Task data ::
▼
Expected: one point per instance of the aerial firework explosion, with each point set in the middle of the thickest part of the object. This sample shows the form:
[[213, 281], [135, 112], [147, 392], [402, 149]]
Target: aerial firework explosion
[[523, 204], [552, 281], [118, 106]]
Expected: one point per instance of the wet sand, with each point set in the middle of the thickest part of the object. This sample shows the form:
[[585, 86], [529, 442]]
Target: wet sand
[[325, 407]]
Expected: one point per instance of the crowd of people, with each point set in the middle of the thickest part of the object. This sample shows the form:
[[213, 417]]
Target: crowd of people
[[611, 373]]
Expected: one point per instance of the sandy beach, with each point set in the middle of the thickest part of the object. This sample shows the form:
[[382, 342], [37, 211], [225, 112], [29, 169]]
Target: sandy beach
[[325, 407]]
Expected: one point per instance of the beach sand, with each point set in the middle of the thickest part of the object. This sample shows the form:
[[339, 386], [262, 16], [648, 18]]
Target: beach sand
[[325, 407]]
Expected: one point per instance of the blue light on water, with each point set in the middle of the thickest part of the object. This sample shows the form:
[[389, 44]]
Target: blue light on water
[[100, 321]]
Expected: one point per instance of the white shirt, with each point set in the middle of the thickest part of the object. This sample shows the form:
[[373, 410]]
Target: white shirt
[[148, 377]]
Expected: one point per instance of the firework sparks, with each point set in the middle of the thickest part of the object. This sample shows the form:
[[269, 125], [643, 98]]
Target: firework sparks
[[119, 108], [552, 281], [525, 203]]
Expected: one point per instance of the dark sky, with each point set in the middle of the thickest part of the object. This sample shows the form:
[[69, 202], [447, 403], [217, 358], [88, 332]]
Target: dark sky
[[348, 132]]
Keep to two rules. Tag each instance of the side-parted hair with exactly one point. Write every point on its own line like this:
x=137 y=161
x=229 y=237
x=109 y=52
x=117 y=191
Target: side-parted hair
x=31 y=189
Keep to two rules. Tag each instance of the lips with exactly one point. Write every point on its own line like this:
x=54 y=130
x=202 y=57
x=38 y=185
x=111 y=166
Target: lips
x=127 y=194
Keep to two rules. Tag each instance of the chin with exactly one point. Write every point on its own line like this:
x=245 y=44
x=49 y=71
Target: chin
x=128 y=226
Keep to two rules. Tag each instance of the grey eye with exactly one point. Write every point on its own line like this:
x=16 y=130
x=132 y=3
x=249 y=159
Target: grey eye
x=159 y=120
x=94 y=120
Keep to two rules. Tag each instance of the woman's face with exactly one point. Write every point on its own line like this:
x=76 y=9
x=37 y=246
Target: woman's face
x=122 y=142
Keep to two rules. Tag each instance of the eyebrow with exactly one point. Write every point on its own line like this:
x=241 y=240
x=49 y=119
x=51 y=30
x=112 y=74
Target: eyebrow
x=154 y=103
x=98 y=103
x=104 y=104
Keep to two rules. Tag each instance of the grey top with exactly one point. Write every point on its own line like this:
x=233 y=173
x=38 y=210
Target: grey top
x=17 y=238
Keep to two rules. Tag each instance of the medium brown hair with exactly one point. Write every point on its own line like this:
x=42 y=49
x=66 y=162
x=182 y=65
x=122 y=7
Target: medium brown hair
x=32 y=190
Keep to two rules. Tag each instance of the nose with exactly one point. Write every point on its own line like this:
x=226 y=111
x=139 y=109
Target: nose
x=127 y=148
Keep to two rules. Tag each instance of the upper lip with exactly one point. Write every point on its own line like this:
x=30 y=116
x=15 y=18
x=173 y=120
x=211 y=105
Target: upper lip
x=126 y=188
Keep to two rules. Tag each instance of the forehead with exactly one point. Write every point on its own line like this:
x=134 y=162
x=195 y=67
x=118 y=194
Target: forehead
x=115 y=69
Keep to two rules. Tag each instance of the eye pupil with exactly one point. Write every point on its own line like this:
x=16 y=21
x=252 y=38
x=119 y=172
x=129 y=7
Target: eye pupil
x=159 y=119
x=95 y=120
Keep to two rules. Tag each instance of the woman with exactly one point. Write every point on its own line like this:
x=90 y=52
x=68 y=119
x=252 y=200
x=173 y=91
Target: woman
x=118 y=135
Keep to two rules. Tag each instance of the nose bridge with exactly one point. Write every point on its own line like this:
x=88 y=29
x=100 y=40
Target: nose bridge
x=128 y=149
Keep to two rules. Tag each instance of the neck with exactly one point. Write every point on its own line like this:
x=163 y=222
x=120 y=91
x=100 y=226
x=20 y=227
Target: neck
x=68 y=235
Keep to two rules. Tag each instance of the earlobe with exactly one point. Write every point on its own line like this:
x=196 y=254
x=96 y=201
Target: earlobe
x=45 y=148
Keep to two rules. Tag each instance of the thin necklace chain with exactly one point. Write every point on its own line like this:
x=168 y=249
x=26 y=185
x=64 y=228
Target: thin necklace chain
▲
Exercise prompt :: Set out all of the material above as a numbered list with one line per entry, leaving out any blank lines.

Answer to the exercise ::
1. Expected: one point per instance of the aerial firework explosion, with each point set in the middle of the thickest part of the object. This sample shows the form:
2. [[213, 281], [135, 112], [147, 392], [402, 149]]
3. Target: aerial firework explosion
4. [[523, 204], [552, 281], [118, 106]]
5. Expected: one point per instance of the wet sand, with each point set in the middle of the thickest part of the object. This sample shows the form:
6. [[585, 86], [529, 442]]
7. Target: wet sand
8. [[325, 407]]
9. Expected: one point per instance of the crowd of people, with each point set in the middle of the thickest part of the object. This sample shows the form:
10. [[213, 417]]
11. Target: crowd of people
12. [[611, 373]]
13. Expected: one point per instance of the sandy beach, with each point set in the middle of the thickest part of the object. This sample shows the form:
14. [[382, 342], [37, 211], [225, 112], [29, 169]]
15. Target: sandy beach
16. [[325, 407]]
17. Expected: one point per instance of the beach sand, with each point set in the middle of the thickest part of the object. This sample shows the form:
18. [[339, 386], [262, 16], [648, 18]]
19. Target: beach sand
20. [[325, 407]]
21. Expected: one point per instance of the blue light on water, with each point set in the middle of the thickest part of the object. This sample shows the form:
22. [[389, 44]]
23. Target: blue light on water
24. [[100, 321]]
25. Expected: one point per instance of the white shirt, with each point set in the middle of the thickest part of the object. This sample shows the form:
26. [[373, 410]]
27. Target: white shirt
28. [[148, 377]]
29. Expected: one point per instance of the firework sparks, with each point set in the middle of the thickest part of the object. This sample shows the form:
30. [[269, 125], [643, 98]]
31. Target: firework sparks
32. [[119, 108], [552, 281], [525, 203]]
33. Expected: one point per instance of the dark sky, with each point set in the middle of the thickest part of the object. This sample shows the form:
34. [[69, 202], [447, 403], [217, 358], [88, 332]]
35. Target: dark sky
36. [[348, 132]]
37. Keep to two rules. Tag each instance of the side-parted hair with exactly one point. Write every point on its own line like this:
38. x=137 y=161
39. x=229 y=237
40. x=109 y=52
41. x=117 y=191
42. Target: side-parted hair
43. x=31 y=189
44. Keep to two rules. Tag each instance of the lips with exactly one point. Write every point on its own line like this:
45. x=54 y=130
46. x=202 y=57
47. x=38 y=185
48. x=111 y=166
49. Target: lips
50. x=127 y=194
51. Keep to two rules. Tag each instance of the chin with exactly one point. Write every point on its own line like this:
52. x=245 y=44
53. x=49 y=71
54. Target: chin
55. x=128 y=226
56. Keep to two rules. Tag each instance of the grey eye with exactly one point. Write every point on its own line like this:
57. x=16 y=130
58. x=132 y=3
59. x=249 y=159
60. Target: grey eye
61. x=159 y=120
62. x=94 y=120
63. Keep to two rules. Tag each instance of the woman's face with exactly one point. Write every point on its own line like this:
64. x=76 y=9
65. x=37 y=246
66. Target: woman's face
67. x=122 y=142
68. Keep to two rules. Tag each instance of the eyebrow with exactly one point. Write every point on its own line like this:
69. x=241 y=240
70. x=49 y=119
71. x=51 y=30
72. x=112 y=74
73. Target: eyebrow
74. x=154 y=103
75. x=98 y=103
76. x=104 y=104
77. Keep to two rules. Tag each instance of the grey top with exactly one point. Write every point on its own line like this:
78. x=233 y=173
79. x=38 y=210
80. Target: grey top
81. x=17 y=238
82. Keep to two rules. Tag each instance of the medium brown hair with exactly one point. Write every point on its own line like this:
83. x=42 y=49
84. x=66 y=162
85. x=182 y=65
86. x=122 y=7
87. Target: medium brown hair
88. x=32 y=190
89. Keep to two rules. Tag each instance of the nose with exactly one point. Write every point on its own line like this:
90. x=226 y=111
91. x=139 y=109
92. Target: nose
93. x=127 y=148
94. Keep to two rules. Tag each instance of the upper lip with exactly one point. Write every point on its own line like this:
95. x=30 y=116
96. x=15 y=18
97. x=173 y=120
98. x=211 y=105
99. Target: upper lip
100. x=126 y=188
101. Keep to two rules. Tag each instance of the forehead with exactly one point. Write every point on its own line like this:
102. x=134 y=162
103. x=195 y=67
104. x=118 y=194
105. Target: forehead
106. x=115 y=69
107. Keep to two rules. Tag each instance of the eye pupil with exactly one point. Write every point on its own line like this:
108. x=16 y=21
109. x=252 y=38
110. x=119 y=172
111. x=129 y=7
112. Target: eye pupil
113. x=159 y=119
114. x=95 y=120
115. Keep to two rules. Tag each instance of the woman with exactly one point. Write every point on its own line like this:
116. x=90 y=52
117. x=68 y=119
118. x=252 y=200
119. x=173 y=91
120. Target: woman
121. x=118 y=135
122. Keep to two rules. Tag each instance of the nose bridge with exactly one point. Write every point on its own line like this:
123. x=88 y=29
124. x=100 y=40
125. Target: nose bridge
126. x=128 y=149
127. Keep to two rules. Tag each instance of the neck with exactly one point. Write every point on its own line like this:
128. x=163 y=222
129. x=120 y=91
130. x=100 y=226
131. x=20 y=227
132. Target: neck
133. x=68 y=235
134. Keep to two rules. Tag each instance of the earlobe with exactly one point. Write every point on its own line like this:
135. x=196 y=254
136. x=96 y=201
137. Target: earlobe
138. x=45 y=148
139. Keep to two rules. Tag each instance of the thin necklace chain with exactly one point. Write every point on its own line like this:
140. x=168 y=249
141. x=26 y=185
142. x=64 y=228
143. Target: thin necklace chain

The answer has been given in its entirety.